** What you need to do **
Copy the entries below with every "bounding box" changed to "rectangle" and nothing else altered. Omit the pictures from your copy.

[Begin Records supplied]

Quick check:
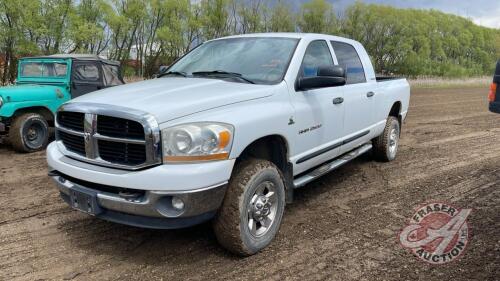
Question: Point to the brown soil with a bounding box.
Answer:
[0,88,500,280]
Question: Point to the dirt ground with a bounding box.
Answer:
[0,87,500,280]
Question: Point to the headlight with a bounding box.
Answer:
[161,122,234,162]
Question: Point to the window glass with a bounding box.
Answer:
[73,63,99,82]
[20,62,68,78]
[299,41,334,77]
[168,37,298,84]
[102,64,123,86]
[332,41,366,84]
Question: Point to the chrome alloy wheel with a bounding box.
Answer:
[247,181,278,237]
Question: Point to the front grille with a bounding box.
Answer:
[56,108,157,169]
[97,116,144,140]
[57,131,85,156]
[98,140,146,165]
[57,111,85,132]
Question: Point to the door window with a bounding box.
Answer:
[299,40,334,77]
[331,41,366,84]
[73,63,99,82]
[102,64,123,86]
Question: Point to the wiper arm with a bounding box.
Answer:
[158,71,187,78]
[192,70,255,84]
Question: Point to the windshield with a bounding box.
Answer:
[19,61,68,78]
[168,37,298,84]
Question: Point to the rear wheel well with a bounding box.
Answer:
[237,135,293,202]
[12,106,54,127]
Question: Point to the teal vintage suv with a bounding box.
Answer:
[0,54,124,152]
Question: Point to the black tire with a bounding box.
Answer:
[372,116,401,162]
[213,159,285,256]
[9,113,49,152]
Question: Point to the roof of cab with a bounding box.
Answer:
[209,32,360,45]
[23,54,120,65]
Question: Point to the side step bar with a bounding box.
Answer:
[293,143,372,188]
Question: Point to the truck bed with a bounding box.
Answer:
[376,76,405,82]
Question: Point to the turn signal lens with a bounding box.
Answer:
[488,83,497,102]
[162,122,234,163]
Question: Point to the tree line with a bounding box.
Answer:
[0,0,500,84]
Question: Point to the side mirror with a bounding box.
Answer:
[158,65,168,74]
[295,65,346,91]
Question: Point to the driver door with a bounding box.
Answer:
[71,61,103,98]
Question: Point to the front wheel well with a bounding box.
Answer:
[12,106,54,127]
[236,135,293,203]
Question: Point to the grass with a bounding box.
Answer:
[408,76,492,89]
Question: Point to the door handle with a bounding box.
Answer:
[332,97,344,104]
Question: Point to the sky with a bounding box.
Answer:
[316,0,500,28]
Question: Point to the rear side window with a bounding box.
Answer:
[331,41,366,84]
[73,63,99,82]
[102,64,123,86]
[299,40,334,77]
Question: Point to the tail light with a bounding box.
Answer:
[488,83,497,102]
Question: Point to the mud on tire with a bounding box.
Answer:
[213,159,285,256]
[9,113,49,152]
[372,116,401,162]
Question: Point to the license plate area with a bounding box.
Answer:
[69,188,101,216]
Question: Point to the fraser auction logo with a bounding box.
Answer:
[399,203,472,264]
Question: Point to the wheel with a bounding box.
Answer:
[372,116,401,162]
[9,113,49,152]
[213,159,285,256]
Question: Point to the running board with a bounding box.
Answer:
[293,143,372,188]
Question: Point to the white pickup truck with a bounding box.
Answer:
[47,33,410,255]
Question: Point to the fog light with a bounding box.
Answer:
[172,196,184,211]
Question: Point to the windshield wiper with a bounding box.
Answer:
[158,71,187,78]
[192,70,255,84]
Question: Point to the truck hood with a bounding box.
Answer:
[0,84,61,102]
[70,77,272,123]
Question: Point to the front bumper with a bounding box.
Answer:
[490,101,500,113]
[47,142,234,229]
[50,171,226,229]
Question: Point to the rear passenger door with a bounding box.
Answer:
[290,40,344,173]
[331,41,375,153]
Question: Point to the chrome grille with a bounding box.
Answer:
[57,112,85,132]
[97,116,144,140]
[58,131,85,156]
[56,103,161,170]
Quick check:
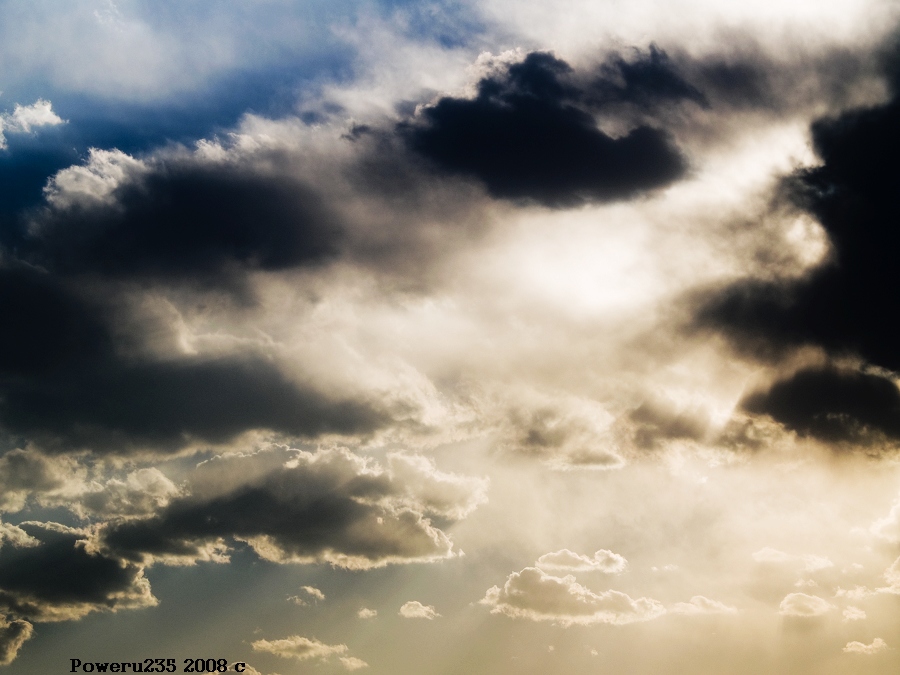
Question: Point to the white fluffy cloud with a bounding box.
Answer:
[870,499,900,544]
[0,617,34,666]
[480,567,666,626]
[778,593,834,618]
[535,548,628,574]
[398,600,440,621]
[100,448,485,569]
[250,635,347,661]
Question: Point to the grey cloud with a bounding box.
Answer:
[29,151,343,287]
[0,449,72,511]
[480,567,666,626]
[0,357,387,452]
[741,368,900,444]
[399,52,687,207]
[100,450,481,569]
[0,522,156,621]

[End Records supplied]

** Output **
Quick check:
Question: Point to the brown soil with a rectangle.
Answer:
[0,88,500,280]
Question: Point to the dirt ground with a rectangle.
Answer:
[0,87,500,280]
Question: Point to the headlight with a rectangle.
Answer:
[161,122,234,162]
Question: Point to the window glass with a rectangle.
Answer:
[73,63,99,82]
[20,62,68,78]
[299,41,334,77]
[168,37,298,84]
[102,64,123,86]
[332,41,366,84]
Question: Point to the chrome alloy wheel with a rectangle.
Answer:
[247,181,278,237]
Question: Point to the front grille with a rectangle.
Answer:
[56,108,157,169]
[97,116,144,140]
[57,131,85,156]
[98,140,146,165]
[57,111,85,132]
Question: Point to the door window with a rectangle.
Answer:
[299,40,334,77]
[331,41,366,84]
[73,63,99,82]
[102,64,123,86]
Question: Point to the wiper arm with a rectangle.
Answer:
[158,71,187,78]
[192,70,255,84]
Question: Point to the windshield with a rectangle.
Answer:
[19,61,68,78]
[168,37,298,84]
Question: Point to the rear wheel well with a rectangle.
Answer:
[237,135,293,202]
[12,106,54,127]
Question: Point to the teal vintage suv with a rectangle.
Answer:
[0,54,124,152]
Question: Point to the black tire with a rectangle.
Answer:
[372,116,401,162]
[213,159,285,256]
[9,113,49,152]
Question: Point to the roof of cab with a rectangle.
Answer:
[209,32,360,45]
[23,54,120,65]
Question: Point to the side step bar with a rectangle.
Answer:
[293,143,372,188]
Question: Point to the truck bed with a rectangle.
Answer:
[376,76,405,82]
Question: Point to the turn signal lens with a rectangle.
Answer:
[488,83,497,102]
[162,122,234,163]
Question: Point to the tree line with a rectangle.
Answer:
[0,0,500,84]
Question: Point to the side mirror with a rectangle.
Answer:
[158,65,168,74]
[295,65,346,91]
Question: Point to the driver door with a rectangle.
Answer:
[71,61,103,98]
Question: Point to the front wheel well with a rectangle.
Answer:
[12,106,54,127]
[236,135,293,203]
Question: Point to the grass with a rectangle.
Answer:
[408,76,492,89]
Question: Point to the door handle with a rectangle.
Answer:
[332,97,344,104]
Question: Point to the sky with a rectangle.
Answer:
[316,0,500,28]
Question: Point to the rear side window with a rectangle.
Answer:
[331,41,366,84]
[73,63,99,82]
[102,64,123,86]
[299,40,334,77]
Question: Point to the tail light with a rectangle.
Answer:
[488,83,497,102]
Question: Point to the mud on tire with a rectangle.
Answer:
[213,159,285,256]
[9,113,49,152]
[372,116,401,162]
Question: Point to the license plate area with a rectangle.
Answer:
[69,188,101,216]
Question: Point to the fraser auction logo with a rectangle.
Answer:
[399,203,472,264]
Question: Point to the wheel with a rectangle.
Answer:
[372,116,401,162]
[9,113,49,152]
[213,159,285,256]
Question: Point to the running board with a rectangle.
Answer:
[293,143,372,188]
Question: Point to the white pickup truck with a rectangle.
Answer:
[47,33,410,255]
Question: Point to the fog light with a rectangle.
Answer:
[172,196,184,211]
Question: Point to the windshield wiper with a rectangle.
Answer:
[158,71,187,78]
[192,70,255,84]
Question: Point to the truck hood with a rectangle.
Answer:
[0,84,61,102]
[70,77,272,123]
Question: Point to the front bumper with a rectangle.
Answer:
[490,101,500,113]
[47,142,234,229]
[50,171,226,229]
Question: Point to the rear passenger door with a rectangle.
Answer:
[290,40,344,173]
[331,41,375,153]
Question: Point to the chrome grille with a rectangle.
Answer:
[57,112,85,132]
[97,116,144,140]
[58,131,85,156]
[56,103,161,170]
Quick check:
Question: Point to the white fluffy cloud with a rectangle.
Answer:
[870,499,900,544]
[0,617,34,666]
[480,567,666,626]
[778,593,834,618]
[535,548,628,574]
[398,600,440,621]
[100,448,485,569]
[250,635,347,661]
Question: Point to the grey cloud with a rectangle.
Answer:
[29,151,343,287]
[0,449,72,511]
[480,567,666,626]
[0,357,387,452]
[741,368,900,444]
[399,52,687,207]
[100,450,481,569]
[0,522,156,621]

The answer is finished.